#### Exercise directions:
Nothing but the lines from the one with "Query: silver thermos flask" through the end of the records below should be written out, and each must match word for word.

#### Dataset records:
Start of Block

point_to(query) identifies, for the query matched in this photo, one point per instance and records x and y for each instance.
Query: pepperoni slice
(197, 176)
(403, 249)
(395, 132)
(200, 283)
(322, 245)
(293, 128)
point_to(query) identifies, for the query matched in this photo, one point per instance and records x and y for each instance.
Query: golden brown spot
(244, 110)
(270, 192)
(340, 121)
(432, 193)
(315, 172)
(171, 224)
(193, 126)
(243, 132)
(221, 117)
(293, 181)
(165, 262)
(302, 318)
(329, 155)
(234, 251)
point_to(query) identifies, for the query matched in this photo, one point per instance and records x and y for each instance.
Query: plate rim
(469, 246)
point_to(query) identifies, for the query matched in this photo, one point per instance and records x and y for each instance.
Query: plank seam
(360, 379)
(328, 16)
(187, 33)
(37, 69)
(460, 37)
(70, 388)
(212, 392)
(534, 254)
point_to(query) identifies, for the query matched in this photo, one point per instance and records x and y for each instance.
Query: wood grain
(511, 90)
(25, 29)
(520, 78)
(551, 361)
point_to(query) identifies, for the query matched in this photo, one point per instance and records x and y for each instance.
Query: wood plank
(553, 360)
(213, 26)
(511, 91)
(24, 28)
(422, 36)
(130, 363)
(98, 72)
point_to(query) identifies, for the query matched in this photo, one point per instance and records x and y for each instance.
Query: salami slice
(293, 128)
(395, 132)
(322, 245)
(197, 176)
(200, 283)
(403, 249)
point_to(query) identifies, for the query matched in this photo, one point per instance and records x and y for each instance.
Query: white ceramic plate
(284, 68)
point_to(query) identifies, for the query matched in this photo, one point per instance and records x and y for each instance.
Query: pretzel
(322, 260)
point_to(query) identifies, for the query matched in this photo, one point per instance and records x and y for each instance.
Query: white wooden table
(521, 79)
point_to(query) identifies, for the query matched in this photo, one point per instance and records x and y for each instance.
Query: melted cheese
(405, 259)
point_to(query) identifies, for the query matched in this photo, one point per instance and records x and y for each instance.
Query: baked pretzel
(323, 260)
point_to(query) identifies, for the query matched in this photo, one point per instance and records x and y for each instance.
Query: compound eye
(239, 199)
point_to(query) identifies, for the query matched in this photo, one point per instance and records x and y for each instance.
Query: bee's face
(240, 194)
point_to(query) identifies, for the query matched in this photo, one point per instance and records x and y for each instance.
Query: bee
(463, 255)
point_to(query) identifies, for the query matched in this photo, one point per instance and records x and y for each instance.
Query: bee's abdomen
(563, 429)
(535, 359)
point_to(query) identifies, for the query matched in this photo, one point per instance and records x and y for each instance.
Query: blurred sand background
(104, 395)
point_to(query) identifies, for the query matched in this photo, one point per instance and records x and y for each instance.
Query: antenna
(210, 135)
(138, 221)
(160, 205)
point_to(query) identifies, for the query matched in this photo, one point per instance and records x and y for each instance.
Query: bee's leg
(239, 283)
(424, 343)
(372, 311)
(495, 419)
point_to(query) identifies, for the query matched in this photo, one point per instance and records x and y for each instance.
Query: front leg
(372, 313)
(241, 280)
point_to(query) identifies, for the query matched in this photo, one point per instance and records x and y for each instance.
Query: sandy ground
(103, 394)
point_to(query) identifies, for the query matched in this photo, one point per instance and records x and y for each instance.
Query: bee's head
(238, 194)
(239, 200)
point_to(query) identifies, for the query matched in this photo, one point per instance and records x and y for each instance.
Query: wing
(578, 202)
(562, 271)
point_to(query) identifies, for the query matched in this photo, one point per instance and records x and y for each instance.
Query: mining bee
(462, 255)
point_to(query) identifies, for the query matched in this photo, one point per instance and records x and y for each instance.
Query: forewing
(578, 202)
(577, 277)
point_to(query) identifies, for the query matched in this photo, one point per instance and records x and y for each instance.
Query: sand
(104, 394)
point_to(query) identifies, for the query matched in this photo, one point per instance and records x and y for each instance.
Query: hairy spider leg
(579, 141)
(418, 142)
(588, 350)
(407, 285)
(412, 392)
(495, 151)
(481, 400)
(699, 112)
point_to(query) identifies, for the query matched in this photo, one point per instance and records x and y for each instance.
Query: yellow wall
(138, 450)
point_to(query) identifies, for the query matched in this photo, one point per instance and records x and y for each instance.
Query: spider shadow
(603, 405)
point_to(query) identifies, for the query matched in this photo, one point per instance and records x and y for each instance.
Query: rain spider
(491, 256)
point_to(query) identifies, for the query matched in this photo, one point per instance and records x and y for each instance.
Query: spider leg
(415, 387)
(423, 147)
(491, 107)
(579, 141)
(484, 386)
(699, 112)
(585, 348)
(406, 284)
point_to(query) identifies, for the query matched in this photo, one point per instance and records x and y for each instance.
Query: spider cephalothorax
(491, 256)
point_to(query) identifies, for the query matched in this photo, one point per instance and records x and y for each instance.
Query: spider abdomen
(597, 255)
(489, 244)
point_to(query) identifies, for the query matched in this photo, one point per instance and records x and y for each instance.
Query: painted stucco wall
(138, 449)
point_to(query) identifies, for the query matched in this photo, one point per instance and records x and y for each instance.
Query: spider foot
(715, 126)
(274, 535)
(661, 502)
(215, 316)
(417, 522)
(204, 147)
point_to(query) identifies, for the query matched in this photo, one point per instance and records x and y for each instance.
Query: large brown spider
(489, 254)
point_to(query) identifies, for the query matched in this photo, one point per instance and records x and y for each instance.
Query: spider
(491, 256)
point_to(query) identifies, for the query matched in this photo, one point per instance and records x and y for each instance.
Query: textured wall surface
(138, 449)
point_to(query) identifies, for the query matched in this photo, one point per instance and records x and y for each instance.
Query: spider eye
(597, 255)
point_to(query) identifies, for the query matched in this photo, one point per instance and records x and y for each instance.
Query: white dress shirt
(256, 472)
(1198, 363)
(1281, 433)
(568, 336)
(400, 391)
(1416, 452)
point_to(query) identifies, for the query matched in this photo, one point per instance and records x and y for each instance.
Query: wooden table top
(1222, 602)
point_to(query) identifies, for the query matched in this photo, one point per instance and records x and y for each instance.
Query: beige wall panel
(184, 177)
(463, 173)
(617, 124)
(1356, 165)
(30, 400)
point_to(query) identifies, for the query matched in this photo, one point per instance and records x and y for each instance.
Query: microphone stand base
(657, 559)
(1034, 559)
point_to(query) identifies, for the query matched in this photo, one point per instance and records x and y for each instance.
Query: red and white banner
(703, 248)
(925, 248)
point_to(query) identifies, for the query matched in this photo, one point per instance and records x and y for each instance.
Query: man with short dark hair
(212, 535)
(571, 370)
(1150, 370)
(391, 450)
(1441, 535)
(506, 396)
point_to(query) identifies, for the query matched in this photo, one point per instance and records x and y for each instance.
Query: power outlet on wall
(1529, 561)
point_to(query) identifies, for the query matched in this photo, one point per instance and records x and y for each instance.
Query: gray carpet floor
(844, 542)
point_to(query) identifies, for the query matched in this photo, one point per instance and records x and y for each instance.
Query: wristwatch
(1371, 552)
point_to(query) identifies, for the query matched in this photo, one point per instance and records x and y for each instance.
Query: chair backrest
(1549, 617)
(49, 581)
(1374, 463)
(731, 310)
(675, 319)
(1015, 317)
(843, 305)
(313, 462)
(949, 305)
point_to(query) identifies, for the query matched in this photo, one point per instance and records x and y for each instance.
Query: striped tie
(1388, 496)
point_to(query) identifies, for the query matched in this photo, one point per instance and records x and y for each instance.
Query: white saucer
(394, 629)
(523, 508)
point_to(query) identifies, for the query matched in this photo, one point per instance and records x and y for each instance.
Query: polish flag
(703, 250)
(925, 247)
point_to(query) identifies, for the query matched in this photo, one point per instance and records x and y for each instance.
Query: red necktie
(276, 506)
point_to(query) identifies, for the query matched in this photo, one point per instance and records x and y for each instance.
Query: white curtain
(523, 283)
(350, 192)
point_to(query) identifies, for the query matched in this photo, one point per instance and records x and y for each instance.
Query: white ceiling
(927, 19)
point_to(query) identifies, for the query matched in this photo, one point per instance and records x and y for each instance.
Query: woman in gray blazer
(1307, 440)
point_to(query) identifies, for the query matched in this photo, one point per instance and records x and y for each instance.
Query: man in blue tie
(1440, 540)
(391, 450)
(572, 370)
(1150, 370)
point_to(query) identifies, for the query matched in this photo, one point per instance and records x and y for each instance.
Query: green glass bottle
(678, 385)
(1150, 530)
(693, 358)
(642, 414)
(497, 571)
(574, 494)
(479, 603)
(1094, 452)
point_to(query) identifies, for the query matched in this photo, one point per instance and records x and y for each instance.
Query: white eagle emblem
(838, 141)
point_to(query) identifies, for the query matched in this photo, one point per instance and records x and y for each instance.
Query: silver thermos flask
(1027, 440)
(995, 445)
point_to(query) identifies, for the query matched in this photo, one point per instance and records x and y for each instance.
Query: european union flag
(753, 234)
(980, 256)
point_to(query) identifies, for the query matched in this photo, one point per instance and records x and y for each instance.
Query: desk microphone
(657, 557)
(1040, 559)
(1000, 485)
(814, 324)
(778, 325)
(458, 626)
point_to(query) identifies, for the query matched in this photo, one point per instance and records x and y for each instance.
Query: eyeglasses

End of Block

#### Reply to the task:
Query: silver thermos flask
(1027, 440)
(995, 445)
point_to(query) identifies, for the query matched in this photo, one point per instance and records x and y for each instance.
Query: european union flag
(753, 234)
(980, 256)
point_to(query) identifies, for the query matched in this photo, one point per instance and records x and y for each instance.
Query: desk microphone
(657, 557)
(1040, 559)
(1000, 485)
(814, 324)
(778, 325)
(458, 626)
point_to(query) identifies, for the query matched in this photo, one point per instance and records x and y for each instance.
Query: eyeglasses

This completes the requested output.